▸ **Consegna**
Nel brano sulla violenza contro gli operatori sanitari, come venivano chiamati una volta medici, infermieri e operatori sanitari?

Lorenzo Applauso|Una volta venivano chiamati eroi. Oggi, quegli stessi eroi sono bersagli di violenza e aggressioni quotidiane. Medici, infermieri e operatori sanitari, che lavorano instancabilmente per garantire la salute pubblica, sono sempre più spesso vittime di attacchi fisici e verbali da parte di pazienti e familiari esasperati. Una realtà impensabile in un Paese civile, eppure si ripete giorno dopo giorno, nei corridoi degli ospedali e nei pronto soccorso affollati. È una storia che ci lascia sconcertati, ma non è nuova. E ora, più che mai, servono risposte.

▸ **Materiale estratto**
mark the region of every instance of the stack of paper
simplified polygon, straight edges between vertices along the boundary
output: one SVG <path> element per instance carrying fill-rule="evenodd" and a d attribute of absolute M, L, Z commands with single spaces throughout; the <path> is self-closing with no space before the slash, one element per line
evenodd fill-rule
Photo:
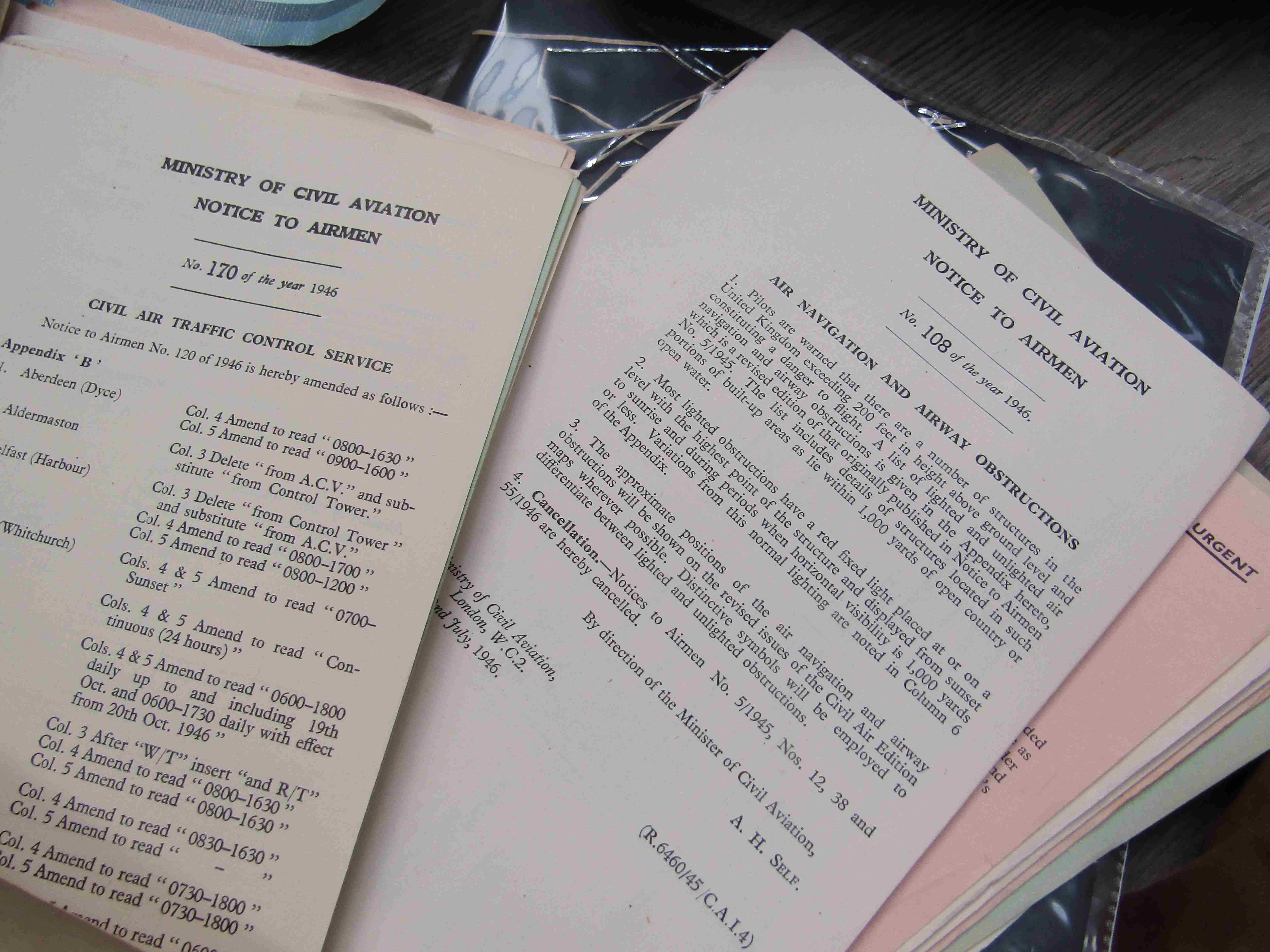
<path fill-rule="evenodd" d="M 127 8 L 10 13 L 0 878 L 138 947 L 316 949 L 569 150 Z"/>
<path fill-rule="evenodd" d="M 135 947 L 942 948 L 1270 692 L 1266 413 L 800 34 L 527 350 L 558 143 L 91 0 L 0 84 L 0 877 Z"/>
<path fill-rule="evenodd" d="M 1003 150 L 974 159 L 989 159 L 977 164 L 1080 248 L 1017 160 Z M 1241 462 L 852 949 L 982 944 L 1270 749 L 1267 531 L 1270 482 Z"/>

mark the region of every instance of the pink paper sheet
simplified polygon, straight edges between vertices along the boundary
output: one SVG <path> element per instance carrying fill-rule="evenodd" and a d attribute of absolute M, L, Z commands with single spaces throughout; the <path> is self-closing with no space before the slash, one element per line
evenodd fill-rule
<path fill-rule="evenodd" d="M 1232 476 L 1193 529 L 1199 539 L 1177 542 L 851 952 L 902 946 L 1266 636 L 1270 498 Z"/>

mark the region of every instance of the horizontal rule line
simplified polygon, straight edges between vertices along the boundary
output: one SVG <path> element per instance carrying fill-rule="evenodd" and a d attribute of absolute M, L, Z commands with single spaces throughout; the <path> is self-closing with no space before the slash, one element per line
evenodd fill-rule
<path fill-rule="evenodd" d="M 225 294 L 212 294 L 207 291 L 194 291 L 193 288 L 179 288 L 175 284 L 169 284 L 173 291 L 184 291 L 188 294 L 202 294 L 203 297 L 218 297 L 221 301 L 237 301 L 240 305 L 255 305 L 257 307 L 268 307 L 273 311 L 287 311 L 290 314 L 302 314 L 307 317 L 321 317 L 320 314 L 314 314 L 312 311 L 297 311 L 293 307 L 278 307 L 277 305 L 262 305 L 259 301 L 244 301 L 241 297 L 225 297 Z"/>
<path fill-rule="evenodd" d="M 194 241 L 202 241 L 204 245 L 216 245 L 217 248 L 232 248 L 235 251 L 246 251 L 254 255 L 264 255 L 265 258 L 281 258 L 284 261 L 300 261 L 301 264 L 320 264 L 323 268 L 335 268 L 337 270 L 343 270 L 340 264 L 326 264 L 326 261 L 310 261 L 307 258 L 291 258 L 288 255 L 276 255 L 273 251 L 257 251 L 254 248 L 239 248 L 237 245 L 226 245 L 221 241 L 208 241 L 207 239 L 194 239 Z"/>

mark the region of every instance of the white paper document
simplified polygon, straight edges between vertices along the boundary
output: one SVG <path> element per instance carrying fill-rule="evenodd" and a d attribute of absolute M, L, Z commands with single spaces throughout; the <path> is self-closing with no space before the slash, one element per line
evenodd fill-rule
<path fill-rule="evenodd" d="M 570 173 L 0 44 L 0 877 L 321 947 Z"/>
<path fill-rule="evenodd" d="M 1265 419 L 791 34 L 579 222 L 330 948 L 846 948 Z"/>

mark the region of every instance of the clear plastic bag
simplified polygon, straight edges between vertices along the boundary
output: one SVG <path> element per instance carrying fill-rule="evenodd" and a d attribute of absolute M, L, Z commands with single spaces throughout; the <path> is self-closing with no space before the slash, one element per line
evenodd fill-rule
<path fill-rule="evenodd" d="M 593 202 L 768 41 L 686 4 L 505 0 L 446 99 L 559 137 Z M 1072 142 L 960 118 L 864 57 L 848 62 L 970 154 L 999 142 L 1109 277 L 1242 378 L 1270 263 L 1265 228 Z"/>

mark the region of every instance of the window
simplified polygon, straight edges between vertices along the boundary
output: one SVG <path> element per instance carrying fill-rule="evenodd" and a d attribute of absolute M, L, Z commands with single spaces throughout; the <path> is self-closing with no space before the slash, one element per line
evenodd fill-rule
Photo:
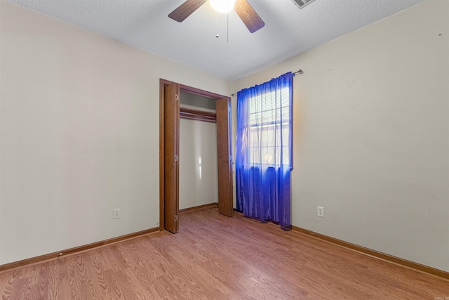
<path fill-rule="evenodd" d="M 250 163 L 290 164 L 290 94 L 282 86 L 248 99 Z"/>

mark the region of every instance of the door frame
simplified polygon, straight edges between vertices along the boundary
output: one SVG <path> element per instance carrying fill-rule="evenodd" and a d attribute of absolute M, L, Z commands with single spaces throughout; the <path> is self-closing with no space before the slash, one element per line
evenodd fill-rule
<path fill-rule="evenodd" d="M 228 103 L 229 103 L 229 105 L 231 103 L 230 97 L 209 92 L 207 91 L 186 86 L 184 84 L 177 84 L 177 82 L 170 81 L 169 80 L 166 80 L 163 79 L 159 79 L 159 230 L 161 231 L 163 231 L 165 227 L 164 86 L 166 85 L 173 84 L 178 84 L 180 86 L 180 89 L 181 91 L 185 91 L 189 93 L 201 96 L 208 98 L 210 98 L 211 100 L 215 100 L 226 98 L 227 100 Z M 179 114 L 177 117 L 179 119 Z M 231 120 L 229 120 L 228 122 L 230 124 Z M 229 148 L 232 144 L 232 141 L 230 139 L 232 132 L 230 132 L 230 131 L 231 131 L 231 129 L 229 128 L 228 131 L 228 137 L 229 137 L 228 144 L 229 145 Z M 177 141 L 177 143 L 179 144 L 179 141 Z M 232 156 L 232 152 L 229 153 L 229 155 Z M 230 157 L 229 160 L 232 163 L 232 157 Z M 232 174 L 231 173 L 231 184 L 232 184 Z M 177 184 L 179 184 L 179 181 Z M 231 197 L 229 197 L 227 200 L 227 202 L 229 202 L 229 203 L 224 204 L 226 207 L 230 207 L 232 208 L 232 209 L 228 214 L 228 216 L 232 216 L 233 214 L 232 208 L 234 205 L 234 201 L 233 201 L 232 195 L 233 195 L 232 188 L 231 188 Z M 218 203 L 220 206 L 220 198 L 218 199 Z M 223 203 L 221 203 L 221 204 L 223 204 Z"/>

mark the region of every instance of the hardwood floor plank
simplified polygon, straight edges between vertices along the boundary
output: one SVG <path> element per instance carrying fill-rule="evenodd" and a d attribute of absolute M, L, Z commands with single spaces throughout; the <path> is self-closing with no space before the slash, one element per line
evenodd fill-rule
<path fill-rule="evenodd" d="M 160 232 L 0 273 L 0 299 L 434 299 L 449 281 L 215 208 Z"/>

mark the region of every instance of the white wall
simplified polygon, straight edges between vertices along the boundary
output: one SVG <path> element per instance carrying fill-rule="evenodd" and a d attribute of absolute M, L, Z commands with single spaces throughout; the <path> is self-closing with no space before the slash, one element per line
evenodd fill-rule
<path fill-rule="evenodd" d="M 0 264 L 156 227 L 159 78 L 223 95 L 230 83 L 0 11 Z"/>
<path fill-rule="evenodd" d="M 180 209 L 218 202 L 217 124 L 180 120 Z"/>
<path fill-rule="evenodd" d="M 294 226 L 449 271 L 448 15 L 429 0 L 236 82 L 304 70 Z"/>

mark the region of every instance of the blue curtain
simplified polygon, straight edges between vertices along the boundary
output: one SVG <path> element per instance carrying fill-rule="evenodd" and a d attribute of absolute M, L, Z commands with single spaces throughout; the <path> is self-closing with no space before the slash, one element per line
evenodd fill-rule
<path fill-rule="evenodd" d="M 237 93 L 237 210 L 283 230 L 291 230 L 293 77 Z"/>

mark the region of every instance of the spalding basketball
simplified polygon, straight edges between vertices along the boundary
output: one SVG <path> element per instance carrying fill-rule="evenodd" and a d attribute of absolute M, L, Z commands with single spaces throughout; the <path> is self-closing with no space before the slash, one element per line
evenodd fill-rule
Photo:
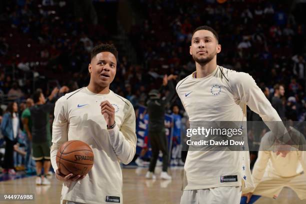
<path fill-rule="evenodd" d="M 94 165 L 92 150 L 80 140 L 66 142 L 58 151 L 56 164 L 64 175 L 85 175 Z"/>

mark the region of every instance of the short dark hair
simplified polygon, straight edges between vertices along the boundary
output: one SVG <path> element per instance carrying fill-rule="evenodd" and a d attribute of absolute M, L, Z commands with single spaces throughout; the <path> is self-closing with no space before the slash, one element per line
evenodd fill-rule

▸ **Soluzione**
Venivano chiamati eroi.